### Problem details
Exact reproduction required: print each line of the material below.

### Provided material

BEGIN

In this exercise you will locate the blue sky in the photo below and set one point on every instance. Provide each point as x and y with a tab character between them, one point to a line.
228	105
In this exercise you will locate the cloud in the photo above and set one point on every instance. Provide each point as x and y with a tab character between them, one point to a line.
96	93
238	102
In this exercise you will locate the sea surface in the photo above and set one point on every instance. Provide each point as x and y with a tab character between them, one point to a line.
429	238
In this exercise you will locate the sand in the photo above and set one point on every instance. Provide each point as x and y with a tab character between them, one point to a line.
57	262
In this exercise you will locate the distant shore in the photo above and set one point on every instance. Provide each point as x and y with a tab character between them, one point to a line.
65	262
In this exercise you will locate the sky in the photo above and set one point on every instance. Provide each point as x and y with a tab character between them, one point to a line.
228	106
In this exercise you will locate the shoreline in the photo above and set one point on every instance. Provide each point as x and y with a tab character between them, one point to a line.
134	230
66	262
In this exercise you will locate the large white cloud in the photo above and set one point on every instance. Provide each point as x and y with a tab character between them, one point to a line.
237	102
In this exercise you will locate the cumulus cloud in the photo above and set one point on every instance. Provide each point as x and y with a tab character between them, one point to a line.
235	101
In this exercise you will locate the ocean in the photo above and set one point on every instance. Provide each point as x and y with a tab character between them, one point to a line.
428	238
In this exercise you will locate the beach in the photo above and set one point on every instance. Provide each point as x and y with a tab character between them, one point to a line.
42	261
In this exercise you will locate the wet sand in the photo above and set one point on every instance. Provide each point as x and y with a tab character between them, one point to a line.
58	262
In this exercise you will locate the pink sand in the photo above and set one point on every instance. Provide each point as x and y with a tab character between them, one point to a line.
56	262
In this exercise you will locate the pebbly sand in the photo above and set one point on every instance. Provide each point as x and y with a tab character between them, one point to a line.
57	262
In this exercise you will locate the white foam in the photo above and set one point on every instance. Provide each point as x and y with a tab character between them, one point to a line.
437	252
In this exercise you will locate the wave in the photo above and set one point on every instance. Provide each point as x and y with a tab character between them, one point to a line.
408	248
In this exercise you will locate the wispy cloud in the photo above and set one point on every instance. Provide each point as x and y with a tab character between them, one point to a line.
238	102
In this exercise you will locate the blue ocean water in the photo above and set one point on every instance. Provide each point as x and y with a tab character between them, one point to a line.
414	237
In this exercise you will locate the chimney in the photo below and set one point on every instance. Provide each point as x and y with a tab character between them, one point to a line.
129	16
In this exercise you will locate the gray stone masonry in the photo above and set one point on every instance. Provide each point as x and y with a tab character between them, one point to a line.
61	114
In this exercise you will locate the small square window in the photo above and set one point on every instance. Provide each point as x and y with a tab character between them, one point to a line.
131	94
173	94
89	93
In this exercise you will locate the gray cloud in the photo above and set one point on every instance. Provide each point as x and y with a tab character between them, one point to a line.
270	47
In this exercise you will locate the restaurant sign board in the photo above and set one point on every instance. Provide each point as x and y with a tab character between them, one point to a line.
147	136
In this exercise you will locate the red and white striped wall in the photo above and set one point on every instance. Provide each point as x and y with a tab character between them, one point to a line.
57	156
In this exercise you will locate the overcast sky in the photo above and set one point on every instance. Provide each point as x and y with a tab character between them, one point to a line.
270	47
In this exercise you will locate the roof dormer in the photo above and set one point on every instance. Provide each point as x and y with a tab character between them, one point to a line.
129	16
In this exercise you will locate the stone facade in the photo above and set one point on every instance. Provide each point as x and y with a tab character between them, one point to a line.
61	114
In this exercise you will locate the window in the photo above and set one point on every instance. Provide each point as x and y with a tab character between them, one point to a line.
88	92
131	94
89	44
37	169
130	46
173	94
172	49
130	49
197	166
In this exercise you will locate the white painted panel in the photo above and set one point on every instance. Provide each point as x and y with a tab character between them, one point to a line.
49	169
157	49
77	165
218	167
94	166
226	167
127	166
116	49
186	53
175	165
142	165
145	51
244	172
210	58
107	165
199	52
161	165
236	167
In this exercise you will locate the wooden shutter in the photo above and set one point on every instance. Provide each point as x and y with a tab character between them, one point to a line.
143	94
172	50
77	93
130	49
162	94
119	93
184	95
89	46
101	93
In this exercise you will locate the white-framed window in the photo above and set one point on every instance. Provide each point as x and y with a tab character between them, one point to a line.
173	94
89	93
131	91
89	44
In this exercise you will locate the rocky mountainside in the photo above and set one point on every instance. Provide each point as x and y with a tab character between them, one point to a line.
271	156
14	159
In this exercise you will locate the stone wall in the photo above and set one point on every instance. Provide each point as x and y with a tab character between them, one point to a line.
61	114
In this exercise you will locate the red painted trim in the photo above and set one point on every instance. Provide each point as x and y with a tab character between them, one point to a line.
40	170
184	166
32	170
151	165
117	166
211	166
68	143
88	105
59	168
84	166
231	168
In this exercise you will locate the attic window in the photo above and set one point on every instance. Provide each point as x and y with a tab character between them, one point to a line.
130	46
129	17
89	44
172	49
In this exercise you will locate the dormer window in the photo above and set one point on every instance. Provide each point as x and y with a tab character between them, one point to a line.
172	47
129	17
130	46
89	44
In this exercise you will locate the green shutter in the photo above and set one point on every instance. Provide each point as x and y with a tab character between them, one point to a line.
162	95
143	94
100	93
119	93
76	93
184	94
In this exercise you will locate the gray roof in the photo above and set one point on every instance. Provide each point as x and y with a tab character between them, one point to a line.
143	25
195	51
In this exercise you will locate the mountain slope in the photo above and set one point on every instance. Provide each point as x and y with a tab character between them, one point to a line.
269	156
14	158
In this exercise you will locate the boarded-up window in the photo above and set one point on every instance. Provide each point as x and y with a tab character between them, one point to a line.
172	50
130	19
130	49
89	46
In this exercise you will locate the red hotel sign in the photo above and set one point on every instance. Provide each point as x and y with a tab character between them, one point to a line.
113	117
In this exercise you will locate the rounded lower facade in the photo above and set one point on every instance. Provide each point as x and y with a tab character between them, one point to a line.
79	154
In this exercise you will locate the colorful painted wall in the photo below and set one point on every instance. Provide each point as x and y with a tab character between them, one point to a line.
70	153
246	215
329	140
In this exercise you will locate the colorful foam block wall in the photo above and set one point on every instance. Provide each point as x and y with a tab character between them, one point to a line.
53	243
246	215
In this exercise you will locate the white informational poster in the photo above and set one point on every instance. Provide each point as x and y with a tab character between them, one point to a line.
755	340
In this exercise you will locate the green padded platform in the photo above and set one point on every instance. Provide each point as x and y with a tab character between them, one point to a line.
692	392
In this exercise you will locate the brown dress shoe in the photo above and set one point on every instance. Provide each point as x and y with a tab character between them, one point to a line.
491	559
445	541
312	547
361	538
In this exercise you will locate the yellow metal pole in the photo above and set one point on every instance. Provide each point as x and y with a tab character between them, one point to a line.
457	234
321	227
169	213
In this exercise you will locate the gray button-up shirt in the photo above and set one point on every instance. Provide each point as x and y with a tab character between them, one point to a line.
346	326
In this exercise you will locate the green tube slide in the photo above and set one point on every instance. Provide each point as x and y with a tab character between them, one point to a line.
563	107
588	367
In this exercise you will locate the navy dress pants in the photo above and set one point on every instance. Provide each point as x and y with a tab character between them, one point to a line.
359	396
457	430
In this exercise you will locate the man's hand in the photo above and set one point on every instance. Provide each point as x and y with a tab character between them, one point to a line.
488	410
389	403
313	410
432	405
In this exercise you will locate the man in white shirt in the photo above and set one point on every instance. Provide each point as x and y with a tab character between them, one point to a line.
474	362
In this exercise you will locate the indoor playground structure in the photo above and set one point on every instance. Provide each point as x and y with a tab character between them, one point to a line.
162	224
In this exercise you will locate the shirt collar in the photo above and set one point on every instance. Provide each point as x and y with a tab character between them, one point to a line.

END

### Response below
In this exercise you will locate the blue sky in the photo below and set one point on every instance. Provide each point as x and y with a tab character between them, one point to a line.
228	105
In this exercise you will locate the cloud in the photo above and set one point on every instance. Provide each point as x and y with a tab character between them, one point to a line.
96	93
238	102
In this exercise you will locate the sea surface in the photo above and set one point on every instance. Provide each point as x and y with a tab character between them, one point to a line.
429	238
In this exercise you will locate the sand in the photo above and set one point on every instance. Provide each point as x and y with a tab character between them, one point to a line.
57	262
In this exercise you will locate the distant shore in the photo above and set one point on every instance. Provide each point as x and y with a tab character between them, one point to a line.
65	262
In this exercise you will locate the sky in the photo above and set one point on every instance. Provide each point as x and y with a tab character between them, one point to a line.
228	106
In this exercise you will locate the shoreline in the photo above and set one point on every instance. Provide each point as x and y with a tab character between them, one point to a line.
134	230
66	262
In this exercise you will locate the large white cloud in the photo above and set one point on every instance. Provide each point as x and y with a tab character between them, one point to a line.
237	102
In this exercise you will locate the cumulus cloud in the photo above and set one point on every instance. Provide each point as x and y with a tab character between them, one point to a line.
235	101
In this exercise you will locate the ocean in the photo above and set one point on every instance. Provide each point as x and y with a tab character between them, one point to a line.
428	238
In this exercise you will locate the beach in the photo above and set one point on every instance. Provide each point as x and y with a tab character between them, one point to a line.
42	261
In this exercise you will locate the wet sand in the photo above and set one point on every instance. Provide each point as x and y with a tab character between them, one point to a line.
58	262
In this exercise you will locate the pink sand in the photo above and set one point on every instance. Provide each point as x and y with a tab character between them, one point to a line.
56	262
In this exercise you will locate the pebbly sand in the photo above and set one point on every instance. Provide each point as x and y with a tab character between them, one point to a line.
57	262
In this exercise you will locate the white foam in the photo above and set one point on every instance. Provide each point as x and y with a tab character between them, one point to a line.
437	252
In this exercise you will locate the wave in the photo above and set one point on every instance. Provide each point as x and y with a tab character between them, one point to a line.
408	248
In this exercise you will locate the wispy cloud in the photo above and set one point on every instance. Provide each point as x and y with a tab character between them, one point to a line.
238	102
In this exercise you will locate the blue ocean water in the photo above and set one point on every instance. Provide each point as x and y with a tab character between them, one point to a line.
414	237
In this exercise you will locate the chimney in the photo below and set one point on every instance. Provide each point as x and y with a tab character between them, one point to a line.
129	16
In this exercise you will locate the gray stone masonry in the photo above and set one point on every instance. Provide each point as x and y with a tab character between them, one point to a line.
61	114
In this exercise you will locate the small square window in the photo above and set one point on every instance. Provide each point as x and y with a tab character between them, one point to a line.
131	94
173	94
89	93
In this exercise you will locate the gray cloud in the photo above and set one point on every instance. Provide each point as x and y with a tab character between them, one point to a line.
270	47
In this exercise you will locate the restaurant sign board in the photo above and set one point on every instance. Provide each point as x and y with a tab character between them, one point to a line.
147	136
In this exercise you will locate the red and white striped wall in the photo above and set one point on every instance. Provide each point as x and y with a tab character between them, one point to a line.
57	156
In this exercise you will locate the overcast sky in the photo above and set one point on every instance. Provide each point as x and y with a tab character between them, one point to a line.
270	47
In this exercise you will locate the roof dormer in the photo above and set one point on every instance. Provide each point as x and y with a tab character between them, one point to a line.
129	16
In this exercise you will locate the stone facade in the photo above and set one point on every instance. Provide each point as x and y with a tab character between them, one point to a line.
61	114
In this exercise you will locate the window in the photo above and set one point on every instance. Provide each point as x and y with a tab character between them, one point to a line.
88	92
131	94
89	44
37	169
130	46
173	94
172	49
130	49
197	166
In this exercise you will locate the white painted panel in the photo above and set one point on every instance. Provide each point as x and y with a tab character between them, one point to a line.
49	169
157	49
77	165
218	167
94	166
226	167
127	166
116	49
186	53
175	165
142	165
145	51
244	172
210	58
107	165
199	52
161	165
236	167
In this exercise you will locate the wooden shutter in the photo above and set one point on every instance. Provide each point as x and y with a tab character between them, one point to a line.
143	94
172	50
77	93
130	49
162	94
119	93
184	95
89	46
101	93
In this exercise you will locate the white-framed window in the photo above and set one point on every instance. Provide each point as x and y with a tab character between them, one point to a line.
173	94
89	93
131	91
89	44
In this exercise you will locate the rocky mountainside in the photo above and set one point on every instance. Provide each point as x and y with a tab character between them, one point to a line.
271	156
14	159
In this exercise you will locate the stone wall in the photo above and set one point on every instance. Provide each point as x and y with a tab character between them, one point to a line.
61	114
In this exercise you will locate the red painted trim in the photo above and set one point on every instance. Provide each point as x and y with a tab character between them, one point to a line.
40	170
184	166
32	170
151	165
117	166
211	166
68	143
88	105
59	168
84	166
231	168
In this exercise you will locate the attic window in the photo above and set one point on every instance. Provide each point as x and y with a tab character between them, one point to a line.
130	46
129	17
89	44
172	49
In this exercise you will locate the dormer window in the photo above and set one point on every instance. Provide each point as x and y with a tab character between them, one point to a line.
172	47
129	17
130	46
89	44
In this exercise you will locate the green shutter in the photo above and set one point on every instance. Provide each point as x and y with a tab character between them, one point to a line.
162	95
143	94
100	93
119	93
76	93
184	94
In this exercise you will locate the gray roof in the photo above and set one point on every instance. Provide each point as x and y with a tab character between them, one point to a line.
143	25
195	51
In this exercise you will locate the mountain slope in the photo above and set one point on every instance. Provide each point as x and y with a tab character between them, one point to a line.
269	156
14	158
In this exercise you will locate the boarded-up window in the photo above and set one point on every instance. Provide each point as x and y with a tab character between them, one point to a line.
172	50
130	19
130	49
89	46
In this exercise you will locate the red hotel sign in the photo above and set one point on every instance. Provide each point as x and y with a tab character between them, one point to a line.
113	117
In this exercise you will locate the rounded lower facade in the photo above and set one point on every instance. Provide each point as x and y with a tab character between them, one point to a line.
79	154
In this exercise you will locate the colorful painted wall in the photo below and set one point on every instance. Provide each point as x and y with a tab character between them, one point to a line.
70	153
246	215
329	140
In this exercise you will locate the colorful foam block wall in the photo above and set one point on every instance. Provide each point as x and y with a tab character between them, one point to a line.
53	243
246	215
In this exercise you will locate the white informational poster in the photo above and set one point on every instance. Provide each point as x and y with a tab character between them, one point to a line.
755	340
In this exercise you will locate the green padded platform in the photo above and set one point on every instance. Provide each point as x and y with a tab character between them, one point to a line.
692	392
In this exercise you will locate the brown dress shoe in the photo above and set one point on every instance. Provide each point as x and y with a tab character between them, one point to a line.
491	559
445	541
312	547
361	538
In this exercise you will locate the yellow metal pole in the photo above and set one point on every instance. Provide each point as x and y with a tab character between them, one point to a line.
457	234
321	227
169	213
In this exercise you will locate the gray button-up shirt in the photo above and set one point on every instance. Provide each point as x and y with a tab character between them, one point to a line.
346	326
In this exercise you will locate the green tube slide in the photo above and set one point on every instance. Provide each point as x and y with a tab character between them, one point to a line.
563	107
588	367
In this exercise you will locate the navy dress pants in the photo above and set one point on every instance. Provide each point as x and y with a tab character between them, one point to a line.
359	396
457	430
In this exercise you will locate the man's hand in the photo above and set one point on every instance. Provide each point as x and y with a tab character between them, one point to a line.
488	410
389	403
313	410
432	405
In this exercise you will locate the man in white shirt in the photo above and set one point on every instance. Provide each point as x and y with a tab character between them, one point to a line.
474	362
In this exercise you will locate the indoor playground structure in the photo above and set one point on every instance. Provide each point as x and y with a tab character between them, one point to a line.
162	224
In this exercise you will locate the shirt collar in the photo above and set one point on every instance. Provide each point as x and y with a tab character between them, one point to a line.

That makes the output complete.